How Do You Configure Screaming Frog for Structured Data Extraction?

Screaming Frog doesn’t extract structured data by default. You turn it on, choose what to validate against, and decide how to read the results. Three decisions, and each one changes what the crawl produces.

Enabling Extraction and JavaScript Rendering

Go to Configuration > Spider > Extraction > Structured Data and enable the format toggles for JSON-LD, Microdata, and RDFa. Enable only the formats your site actually uses. Turning on all three adds parsing overhead on large crawls for data you’ll never look at.

Extraction alone isn’t enough if your schema loads client-side. Go to Configuration > Spider > Rendering and switch from “Text Only” to “JavaScript.” Without this, Screaming Frog parses raw HTML and misses anything injected by your CMS, a React app, or a tag manager.

One gotcha with JavaScript rendering: AJAX timeout. The default is 2 seconds. Schema injected by Google Tag Manager or similar tag managers often loads after other scripts finish executing. If your structured data doesn’t appear in the extraction despite JS rendering being enabled, increase the timeout under Configuration > Spider > Advanced > Response Timeout. Start with 10 seconds and check whether the missing types appear.

Google uses mobile-first indexing. If your site serves different markup to mobile and desktop user agents — legacy sites with separate mobile templates are the main risk case — set Screaming Frog’s User-Agent to Googlebot Smartphone under Configuration > User-Agent. A desktop crawl of a site that serves different schema to mobile gives you results that don’t match what Google indexes. You won’t catch it until GSC reports errors you can’t reproduce.

Choosing Between Schema.org and Google Rich Results Validation

Schema.org validation and Google Rich Results validation check against different rule sets.

Schema.org validation checks the full vocabulary specification — every type, every property, every expected value format defined at schema.org. Google Rich Results validation checks against Google’s subset: the specific types and properties that Google actually processes for Google’s rich results.

The gap matters. A Service type can be perfectly valid Schema.org and produce zero Google rich results, because Google doesn’t support Service for any rich result feature. An Organization with a logo property passes Schema.org validation but triggers a Google warning if the image doesn’t meet minimum resolution requirements.

	Schema.org Validation	Google Rich Results Validation
Checks against	Full schema.org vocabulary	Google’s supported subset
Catches	Invalid types, wrong property values, vocabulary errors	Missing required/recommended properties for rich results
Misses	Google-specific requirements (image size, URL format)	Valid schema.org types Google doesn’t process
Use when	Building for Bing, AI answer engines, or internal knowledge graphs	Running a production audit targeting Google rich results

For most production audits, use Google Rich Results validation. Switch to Schema.org validation when you’re implementing types for consumers beyond Google — Bing’s Webmaster Tools, AI-powered answer engines, or your own internal entity graph.

Reading the Structured Data Tab and Issues Filters

After the crawl finishes, the Structured Data tab shows every detected type, the URL where it was found, validation status, and specific errors or warnings per property. This is where most audit work happens before you need Custom Extraction.

Problems and tasks:
A: In the Screaming Frog article, take the part that opens with the words containing "Schema.org validation and" and closes with "minimum resolution requirements.", switch "minimum resolution requirements" to "minimum pixel requirements", and give that part again.
B: Answer these questions from the Screaming Frog article:
(i) What is the default AJAX timeout?
(ii) What User-Agent should you set if your site serves different markup to mobile and desktop?
(iii) Which kind of validation does the article recommend for most production audits?
C: Carry on the Screaming Frog article from where it stops.
You won't need the listing for any of this.

Point localization data:
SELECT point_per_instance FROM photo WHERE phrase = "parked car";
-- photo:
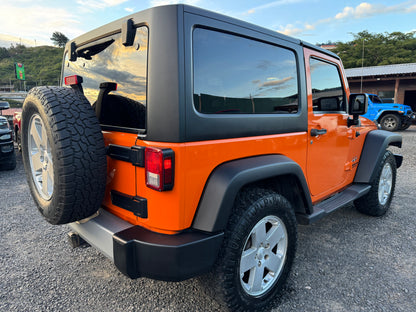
(201, 149)
(390, 116)
(17, 122)
(7, 155)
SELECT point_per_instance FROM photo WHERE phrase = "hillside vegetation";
(379, 49)
(42, 65)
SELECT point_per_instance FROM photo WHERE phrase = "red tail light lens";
(72, 80)
(159, 167)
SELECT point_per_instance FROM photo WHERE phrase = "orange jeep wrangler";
(183, 141)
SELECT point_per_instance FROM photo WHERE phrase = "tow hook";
(76, 241)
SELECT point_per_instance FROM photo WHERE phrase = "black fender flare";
(227, 179)
(375, 145)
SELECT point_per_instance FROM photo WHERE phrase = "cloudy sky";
(33, 22)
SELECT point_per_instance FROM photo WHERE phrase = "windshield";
(108, 60)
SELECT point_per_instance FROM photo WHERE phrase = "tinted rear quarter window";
(328, 94)
(237, 75)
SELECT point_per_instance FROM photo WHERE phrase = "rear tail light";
(72, 80)
(159, 167)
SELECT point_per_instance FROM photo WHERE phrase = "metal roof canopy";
(384, 70)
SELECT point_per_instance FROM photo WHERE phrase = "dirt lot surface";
(345, 262)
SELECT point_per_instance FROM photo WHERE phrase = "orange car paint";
(172, 211)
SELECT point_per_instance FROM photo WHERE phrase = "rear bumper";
(138, 252)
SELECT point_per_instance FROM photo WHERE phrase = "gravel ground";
(345, 262)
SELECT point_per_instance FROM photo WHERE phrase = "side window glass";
(328, 95)
(236, 75)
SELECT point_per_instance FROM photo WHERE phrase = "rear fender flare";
(227, 180)
(375, 145)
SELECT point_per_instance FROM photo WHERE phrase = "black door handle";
(316, 132)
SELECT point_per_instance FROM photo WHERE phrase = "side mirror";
(358, 104)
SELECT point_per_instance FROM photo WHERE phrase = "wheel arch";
(383, 113)
(228, 179)
(375, 145)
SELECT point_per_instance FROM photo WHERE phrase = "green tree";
(59, 39)
(379, 49)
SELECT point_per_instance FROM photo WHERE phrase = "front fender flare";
(227, 179)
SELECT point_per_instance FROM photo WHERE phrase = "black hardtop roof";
(115, 26)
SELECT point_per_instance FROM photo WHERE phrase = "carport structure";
(394, 83)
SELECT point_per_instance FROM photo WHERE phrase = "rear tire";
(63, 154)
(390, 122)
(10, 163)
(377, 201)
(405, 126)
(258, 251)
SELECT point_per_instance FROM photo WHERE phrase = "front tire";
(390, 122)
(258, 250)
(378, 199)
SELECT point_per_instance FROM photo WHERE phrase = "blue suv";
(390, 116)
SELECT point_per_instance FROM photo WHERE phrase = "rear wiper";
(93, 48)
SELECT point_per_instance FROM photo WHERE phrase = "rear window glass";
(108, 60)
(236, 75)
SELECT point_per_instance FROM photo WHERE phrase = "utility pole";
(362, 69)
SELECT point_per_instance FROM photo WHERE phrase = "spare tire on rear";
(63, 154)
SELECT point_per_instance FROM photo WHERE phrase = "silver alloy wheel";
(385, 184)
(263, 256)
(390, 123)
(40, 157)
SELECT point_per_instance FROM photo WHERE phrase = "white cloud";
(270, 5)
(166, 2)
(37, 22)
(363, 10)
(99, 4)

Responses in order:
A:
Schema.org validation and Google Rich Results validation check against different rule sets.

Schema.org validation checks the full vocabulary specification — every type, every property, every expected value format defined at schema.org. Google Rich Results validation checks against Google’s subset: the specific types and properties that Google actually processes for Google’s rich results.

The gap matters. A Service type can be perfectly valid Schema.org and produce zero Google rich results, because Google doesn’t support Service for any rich result feature. An Organization with a logo property passes Schema.org validation but triggers a Google warning if the image doesn’t meet minimum pixel requirements.

B:
(i) 2 seconds.
(ii) Googlebot Smartphone.
(iii) Google Rich Results validation.

C:
Screaming Frog categorizes problems into issue types: “Missing Required Property,” “Missing Recommended Property,” and format-specific warnings. Filter by issue type to prioritize. Required property violations block rich result eligibility. Recommended property warnings don’t block anything but affect how Google displays your result. Different urgency levels.

The Area filter separates results by format — JSON-LD, Microdata (HTML), or RDFa. Essential if you’re migrating from Microdata to JSON-LD. Filter to Microdata, and you’ve got a complete list of pages still carrying legacy markup that needs to be removed after the JSON-LD replacement is live.

To share validation results with a development team, go to Reports > Structured Data for a bulk export of the full structured data report — errors, warnings, and types per URL. This is separate from right-clicking rows in the tab or exporting the main crawl overview.

The built-in tab answers one question: what schema exists and is it valid? Custom Extraction answers a different question: what specific values are inside that schema? “Is our schema correct?” is a different request than “what rating value is our Product schema actually outputting on each PDP.” The first question stays in this tab. The second needs Custom Extraction.

How Does Screaming Frog’s Google Rich Results Validation Compare to the Rich Results Test?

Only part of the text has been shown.